• _SOURCE EXCERPT_:

-- start --

I am making a new control panel. I want to control all powered turnouts from one location. I will have 30 toggle switches which need 1/4 " holes and 60 LED lights that need 3/16" holes. My facia is hardboard but it doesn't make real clean holes.
I haven't determined the exact size yet, probably about 16x20 or 16x24. I thought of dark plexiglass but my son says it is to easy to shatter when drilling holes.
Thanks for any suggestions.
Your son is correct. However back in 1978 I picked up a 2x12 piece of smoked plexiglass for $5.00. This was part of a IBM computer trade show exhibit. It is still in use today with hundreds of holes drilled, mini toggle switches mounted, and Atlas electronic control devices mounted. As I remember use a very sharp bit, start out slow, let the bit do the work, apply minimal pressure. One of the first holes I drilled in this did result in a crack in the plastic which is camoflauged with a 9"x12" PRR metal sign. It is mounted vertically to the 2x4 bench work. I use Dymo label maker to identify the many switches. If changes are made, these labels can be removed easily. Holes for both wire to pass through and mounting Atlas electronic components with miniature brass wood screws have been drilled successfully. Plexiglass has served me well for 38 years and now resides on my second and final layout. Give it a try and best of luck
I think, but do not know for a fact, that acrylic sheets are less prone to cracking. Worth looking into.
Polystyrene sheets are pretty cheap, I think I paid around $26 for a 4x8. Glue that to a piece of masonite and you have solved your roughness around holes in hardboard.
Henry
COB Potomac & Northern
Shenandoah Valley
I followed a MR article in early 2012, which described how to make a panel with a piece of sheet aluminum. I'll have to check, think it was 11/64". I Googled a supplier, where you just order the exact dimensions you want. I think it was about $15, plus shipping. Worth it to me as the project took some time and was easy with the aluminum.
I drew my schematic on graph paper and used that to mark the turnout and indicating LED spots needed to be, then drilled the holes. Then primed it and painted it white. Then drew my diagram on the white and used pinstriping to mask the track schematic, then painted black, making a white track diagram. The DPDTs fit in readily, and I used one of the 2-piece LED holders as an insert for the LEDs, which simply force fit into same. I sprayed a coat of semi-gloss clear over it when done, wiping off the LEDs and toggle handles. I also modified it successfully, easier with additions than deletions; i.e., I did not need to fill any unneeded holes.

-- end --

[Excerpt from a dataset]
-- start --

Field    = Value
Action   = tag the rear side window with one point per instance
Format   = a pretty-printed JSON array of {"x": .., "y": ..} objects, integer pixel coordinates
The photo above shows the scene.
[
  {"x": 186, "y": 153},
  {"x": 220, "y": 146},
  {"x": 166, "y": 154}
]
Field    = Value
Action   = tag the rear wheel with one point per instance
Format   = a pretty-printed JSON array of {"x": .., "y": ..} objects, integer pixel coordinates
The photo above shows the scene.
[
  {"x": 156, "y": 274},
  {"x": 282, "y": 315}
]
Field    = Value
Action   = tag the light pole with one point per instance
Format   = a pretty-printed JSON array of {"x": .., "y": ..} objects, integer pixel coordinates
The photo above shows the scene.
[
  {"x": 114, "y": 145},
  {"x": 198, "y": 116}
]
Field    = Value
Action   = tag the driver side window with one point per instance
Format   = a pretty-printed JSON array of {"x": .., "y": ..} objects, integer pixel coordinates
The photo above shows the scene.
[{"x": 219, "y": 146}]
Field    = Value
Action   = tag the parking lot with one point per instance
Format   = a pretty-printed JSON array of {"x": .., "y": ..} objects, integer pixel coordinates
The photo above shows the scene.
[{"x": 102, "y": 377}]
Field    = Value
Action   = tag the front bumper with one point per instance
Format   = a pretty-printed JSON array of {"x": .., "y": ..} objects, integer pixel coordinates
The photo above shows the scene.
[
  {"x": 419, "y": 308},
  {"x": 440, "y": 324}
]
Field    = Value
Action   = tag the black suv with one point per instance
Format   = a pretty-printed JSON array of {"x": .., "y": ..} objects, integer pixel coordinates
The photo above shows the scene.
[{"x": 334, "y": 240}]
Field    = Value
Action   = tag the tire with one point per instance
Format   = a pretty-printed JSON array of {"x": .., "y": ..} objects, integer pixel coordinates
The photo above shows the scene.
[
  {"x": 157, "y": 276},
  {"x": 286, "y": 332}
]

-- end --

• _SHORT EXERCISE_:
Write the next part of the model railroad control panel thread, starting after its final post.

• _RESPONSE TO THIS TASK_:
Paul
Modeling HO with a transition era UP bent
Thank you very much for the suggestions, this will help us alot.
RR_MelAnother vote for Acrylic
Wiki says they are ALL the same. In the motorcycle windscreen world (and small aircraft) they ARE NOT and it is a hot button. The concern there, is does it turn to sharp shards as you pass through it. There is said to be much false advertising.
BigDaddyWiki says they are ALL the same.
Unless you are talking about polycarbonate, which goes under the trade names of Lexan® Makrolon® and others. I worked with lots of this stuff making guards and shatterproof shields.
https://en.wikipedia.org/wiki/Polycarbonate
I was fortunate to be able to have the scraps to use on the model RR. It makes excellent edge guarding so rolling stock doesn't fall to the floor. You can bend it cold, I have even made 90° bends using a sheet metal brake. It is easy to sand and cut using woodworking tools (at slower feeds).
Some larger home center stores will have polycarbonate.
Plexiglas® is Acrylic. It will snap and splinter like a dry chicken bone. Not the same stuff.
Polycarbonate is used for FRA glazing on railroad equipment to stop rocks (and some bullets).
I have had great success in making panels out of polycarbonate.
Good luck, Ed
Hi williamsb
I make my control panels out of aluminium sheet.
I paint it light blue like the local signal panels I use coloured auto pin stripe.
To represent the track using dk blue and yellow for the up track brown green for down track and black for what would be un Ctt sidings in the real world.
All switches are put in the track markings exept lights and ones that don't directly apply to train runing these are in a neat row and marked with use at the base of the pannel.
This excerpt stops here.